• **Tasks to carry out**:
**1)** Answer these questions about the Veritas article, one line each:
(a) How much did Veritas receive in donations in 2020, according to public filings?
(b) On what date did the Times appeal the ruling?
(c) What is the name of the trial court judge?
**2)** Please decide whether each statement agrees with the Veritas article, and give yes or no along with the deciding words of the article, quoted exactly.
(a) The trial court judge ruled in favor of the Times.
(b) Veritas paid the sources for the right to publish the diary.
(c) The fundraising progress bar for the Times case has already passed its goal.
━━━ Text provided
CJR and others, the Veritas team seems to believe, would be idiotic to think otherwise. In another email to me, O’Keefe lawyer Paul Calli, who had apparently seen me in the courtroom, composed an impromptu mocking poem. 

Ya’all [sic] don’t hold a candle to James O’Keefe.

Respectfully, you looked confused today, with all the First Amendment talk.

Try to keep up, Caleb. I view this as a teachable moment, for you.

Later, Calli added that I was “drunk from the liberal koolaid” (sic) and was the “poster child for the CJR being a joke.” 

On Christmas Eve, the trial court judge, Justice Charles Wood, ruled in favor of Veritas, leaving the prior-restraint order in place and ordering the Times to destroy or turn over its copies of the privileged documents. The legal memos were not a matter of public concern, Wood wrote, because “it is not the public’s business to be privy to the legal advice that this plaintiff or any other client receives from its counsel,” and the Times was therefore not protected by the First Amendment to publish them. 

The Times editorial board, widely supported by media observers across America, called the ruling “dangerous” and the rationale “breathtaking.” If the ruling stood, they wrote, “news organizations could be routinely blocked from reporting information about a person or company simply because the subject of that reporting decided the information might one day be used in litigation.”

On December 27, the Times appealed the ruling, and the following day, an Appellate Division judge granted a stay of Justice Wood’s order to destroy or turn over the memos while the appeal is considered. 

Even as the matters continue to develop, both have been important fundraising opportunities for Veritas. “These battles come at a high cost,” read one recent email soliciting donations. On the organization’s homepage, a fundraising progress bar for Veritas’s legal fees in the Times case is ticking more than halfway toward its million-dollar goal. O’Keefe even reenacted the FBI raid onstage last month, as a chest-pumping dance number at a conservative conference in Arizona.

In 2020, according to public filings, Veritas received nearly $22 million in donations, up from $12 million in 2019. According to filings identified by Documented, a watchdog group, the 2020 funding was led by the Bradley Impact Fund, a nonprofit focused on conservative causes like perceived election fraud. Veritas also recently hired its first lobbyist, filings show, and spent almost $2 million on legal fees in 2020, much of it to the firm of Paul Calli.

On Christmas Day, still celebrating the legal victory, a member of the Veritas team tracked down the Times’ Baquet at what appears to be Los Angeles International Airport. In a video uploaded to YouTube, he repeatedly asks Baquet for comment on the ruling. “Merry Christmas,” Baquet says. “You do it to raise money. I hope you use that quote.” The first item in the description below the video is a link to donations.

 

In the lead-up to the 2020 presidential election, two sources acting through an intermediary contacted Veritas to say they possessed items including a diary they said belonged to Ashley Biden. The sources told Veritas the items had been obtained legally, abandoned at a residence in Florida where the president’s daughter had previously lived. Veritas paid the sources for the right to publish the diary, its lawyers wrote.

But because Veritas couldn’t confirm the diary’s authenticity or the veracity of its contents, O’Keefe said in a video after the FBI raid, it killed the story. In an email to Veritas staff on October 12, shared in a legal memo by Veritas’s lawyers, O’Keefe wrote that publishing the story could be perceived as a “cheap shot” and that “our actions so far are entirely defensible.”
━━━━━━
━━━ Dataset records
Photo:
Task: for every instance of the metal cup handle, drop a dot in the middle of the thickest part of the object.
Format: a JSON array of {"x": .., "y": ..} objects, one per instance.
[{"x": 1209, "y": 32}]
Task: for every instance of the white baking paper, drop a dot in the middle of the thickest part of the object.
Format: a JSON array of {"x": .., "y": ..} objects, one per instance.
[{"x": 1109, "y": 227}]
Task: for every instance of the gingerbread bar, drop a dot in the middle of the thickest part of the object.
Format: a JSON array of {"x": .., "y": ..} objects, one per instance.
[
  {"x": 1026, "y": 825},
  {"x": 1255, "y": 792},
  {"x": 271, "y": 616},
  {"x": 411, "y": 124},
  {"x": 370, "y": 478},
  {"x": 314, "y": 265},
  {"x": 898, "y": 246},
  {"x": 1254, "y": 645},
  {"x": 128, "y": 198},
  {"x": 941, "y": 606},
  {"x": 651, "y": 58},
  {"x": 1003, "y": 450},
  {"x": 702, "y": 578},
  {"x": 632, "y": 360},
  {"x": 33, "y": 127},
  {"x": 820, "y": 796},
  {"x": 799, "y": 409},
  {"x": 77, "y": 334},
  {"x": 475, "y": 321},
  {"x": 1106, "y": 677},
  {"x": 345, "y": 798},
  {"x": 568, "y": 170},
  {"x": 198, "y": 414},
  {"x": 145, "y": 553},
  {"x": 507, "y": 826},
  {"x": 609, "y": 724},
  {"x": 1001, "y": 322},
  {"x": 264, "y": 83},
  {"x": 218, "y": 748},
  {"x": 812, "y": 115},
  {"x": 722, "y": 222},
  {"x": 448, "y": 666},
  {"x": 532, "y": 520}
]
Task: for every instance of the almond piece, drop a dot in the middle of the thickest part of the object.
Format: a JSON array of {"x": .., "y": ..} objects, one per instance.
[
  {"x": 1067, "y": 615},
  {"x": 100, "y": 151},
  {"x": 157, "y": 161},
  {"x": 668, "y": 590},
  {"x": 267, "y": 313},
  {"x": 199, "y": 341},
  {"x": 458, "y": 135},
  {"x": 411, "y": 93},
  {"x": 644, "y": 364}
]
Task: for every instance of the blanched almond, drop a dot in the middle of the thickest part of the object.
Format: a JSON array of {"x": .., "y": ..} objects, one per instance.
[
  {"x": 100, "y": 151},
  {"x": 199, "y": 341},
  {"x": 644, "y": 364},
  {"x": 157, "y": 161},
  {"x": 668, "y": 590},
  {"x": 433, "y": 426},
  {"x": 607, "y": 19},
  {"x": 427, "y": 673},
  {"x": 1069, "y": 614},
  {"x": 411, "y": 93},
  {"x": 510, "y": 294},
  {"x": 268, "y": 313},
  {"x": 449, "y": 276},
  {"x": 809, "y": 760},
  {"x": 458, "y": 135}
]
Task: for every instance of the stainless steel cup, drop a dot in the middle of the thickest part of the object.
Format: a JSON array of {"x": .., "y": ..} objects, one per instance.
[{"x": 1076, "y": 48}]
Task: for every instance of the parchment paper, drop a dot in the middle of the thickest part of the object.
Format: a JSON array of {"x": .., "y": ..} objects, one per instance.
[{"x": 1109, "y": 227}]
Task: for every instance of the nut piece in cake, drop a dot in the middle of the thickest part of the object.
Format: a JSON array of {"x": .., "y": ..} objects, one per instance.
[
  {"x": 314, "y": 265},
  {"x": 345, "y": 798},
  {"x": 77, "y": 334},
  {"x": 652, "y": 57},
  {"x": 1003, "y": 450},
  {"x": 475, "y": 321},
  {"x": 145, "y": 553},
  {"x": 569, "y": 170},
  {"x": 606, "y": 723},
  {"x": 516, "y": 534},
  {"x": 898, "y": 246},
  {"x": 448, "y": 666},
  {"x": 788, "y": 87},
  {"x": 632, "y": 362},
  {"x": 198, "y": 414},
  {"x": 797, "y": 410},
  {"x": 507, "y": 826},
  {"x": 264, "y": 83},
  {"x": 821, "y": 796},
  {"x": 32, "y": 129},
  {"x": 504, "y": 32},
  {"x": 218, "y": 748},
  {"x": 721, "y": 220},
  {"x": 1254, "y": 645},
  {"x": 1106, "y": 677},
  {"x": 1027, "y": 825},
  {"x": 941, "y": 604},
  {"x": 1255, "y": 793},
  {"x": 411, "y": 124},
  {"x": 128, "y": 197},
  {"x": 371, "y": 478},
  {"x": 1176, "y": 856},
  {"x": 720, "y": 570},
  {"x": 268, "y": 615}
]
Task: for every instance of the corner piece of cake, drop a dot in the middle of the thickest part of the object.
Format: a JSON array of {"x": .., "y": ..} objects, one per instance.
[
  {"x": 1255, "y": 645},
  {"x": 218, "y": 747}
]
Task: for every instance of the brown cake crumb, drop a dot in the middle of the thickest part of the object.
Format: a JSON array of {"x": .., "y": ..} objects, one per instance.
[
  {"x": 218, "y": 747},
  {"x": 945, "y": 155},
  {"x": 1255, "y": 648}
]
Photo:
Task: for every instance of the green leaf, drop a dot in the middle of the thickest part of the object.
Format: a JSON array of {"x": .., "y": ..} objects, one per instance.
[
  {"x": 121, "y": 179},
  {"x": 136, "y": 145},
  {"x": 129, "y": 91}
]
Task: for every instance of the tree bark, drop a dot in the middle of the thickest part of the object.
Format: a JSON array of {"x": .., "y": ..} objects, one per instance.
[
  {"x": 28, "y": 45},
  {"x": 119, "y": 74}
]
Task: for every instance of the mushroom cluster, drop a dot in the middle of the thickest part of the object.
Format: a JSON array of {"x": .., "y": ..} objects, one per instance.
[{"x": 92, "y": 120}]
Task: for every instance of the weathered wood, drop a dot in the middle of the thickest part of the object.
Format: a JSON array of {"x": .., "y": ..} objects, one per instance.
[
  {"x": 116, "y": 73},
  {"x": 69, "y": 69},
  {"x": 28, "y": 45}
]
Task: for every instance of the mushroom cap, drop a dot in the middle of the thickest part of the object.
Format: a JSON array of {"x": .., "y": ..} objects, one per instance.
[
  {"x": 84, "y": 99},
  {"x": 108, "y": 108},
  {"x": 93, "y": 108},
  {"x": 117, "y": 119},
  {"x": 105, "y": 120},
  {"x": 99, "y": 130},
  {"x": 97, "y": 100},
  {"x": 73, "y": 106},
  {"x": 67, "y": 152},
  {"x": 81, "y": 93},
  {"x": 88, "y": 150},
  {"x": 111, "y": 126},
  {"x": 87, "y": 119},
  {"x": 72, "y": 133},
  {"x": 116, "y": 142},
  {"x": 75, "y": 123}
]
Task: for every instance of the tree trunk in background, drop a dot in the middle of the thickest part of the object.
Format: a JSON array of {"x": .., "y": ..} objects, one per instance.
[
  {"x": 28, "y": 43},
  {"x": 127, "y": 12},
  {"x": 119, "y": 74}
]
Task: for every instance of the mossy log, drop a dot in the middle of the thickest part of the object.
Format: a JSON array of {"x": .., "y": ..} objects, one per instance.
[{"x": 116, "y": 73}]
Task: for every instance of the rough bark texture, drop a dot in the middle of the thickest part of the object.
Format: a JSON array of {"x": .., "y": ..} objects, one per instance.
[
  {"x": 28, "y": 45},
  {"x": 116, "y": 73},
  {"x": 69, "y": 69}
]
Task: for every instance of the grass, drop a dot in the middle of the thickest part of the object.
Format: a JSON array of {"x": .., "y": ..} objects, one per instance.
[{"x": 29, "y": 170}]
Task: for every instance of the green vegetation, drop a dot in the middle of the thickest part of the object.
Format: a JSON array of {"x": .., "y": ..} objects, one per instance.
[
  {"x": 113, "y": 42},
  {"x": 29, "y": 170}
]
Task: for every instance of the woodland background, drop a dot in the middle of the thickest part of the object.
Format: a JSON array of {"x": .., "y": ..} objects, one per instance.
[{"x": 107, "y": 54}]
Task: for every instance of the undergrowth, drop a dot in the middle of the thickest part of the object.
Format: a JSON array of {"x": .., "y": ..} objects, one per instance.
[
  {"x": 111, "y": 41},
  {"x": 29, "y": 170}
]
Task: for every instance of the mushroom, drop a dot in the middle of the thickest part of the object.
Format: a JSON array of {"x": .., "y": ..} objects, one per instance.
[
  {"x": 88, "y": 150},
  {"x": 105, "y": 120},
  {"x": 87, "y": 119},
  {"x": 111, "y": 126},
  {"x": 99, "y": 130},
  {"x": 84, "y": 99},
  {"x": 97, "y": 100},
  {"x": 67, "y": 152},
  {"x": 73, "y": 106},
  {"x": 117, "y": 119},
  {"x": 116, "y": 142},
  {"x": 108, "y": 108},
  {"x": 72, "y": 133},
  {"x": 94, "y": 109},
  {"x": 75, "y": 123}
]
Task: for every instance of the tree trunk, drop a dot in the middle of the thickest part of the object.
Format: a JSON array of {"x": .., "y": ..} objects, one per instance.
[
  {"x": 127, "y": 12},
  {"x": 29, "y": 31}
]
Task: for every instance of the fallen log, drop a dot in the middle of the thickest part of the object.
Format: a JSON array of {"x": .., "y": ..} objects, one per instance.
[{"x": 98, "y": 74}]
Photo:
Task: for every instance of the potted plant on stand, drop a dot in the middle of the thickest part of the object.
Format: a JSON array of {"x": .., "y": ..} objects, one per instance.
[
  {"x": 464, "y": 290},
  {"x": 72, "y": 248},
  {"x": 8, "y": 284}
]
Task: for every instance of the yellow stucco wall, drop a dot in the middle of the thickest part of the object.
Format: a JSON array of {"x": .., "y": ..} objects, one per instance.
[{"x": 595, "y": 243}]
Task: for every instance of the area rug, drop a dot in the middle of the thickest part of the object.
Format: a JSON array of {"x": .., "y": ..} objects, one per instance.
━━━━━━
• **Full solutions**:
**1)**
(a) Nearly $22 million
(b) December 27
(c) Justice Charles Wood

**2)**
(a) No: "ruled in favor of Veritas"
(b) Yes: "Veritas paid the sources for the right to publish the diary"
(c) No: "is ticking more than halfway toward its million-dollar goal"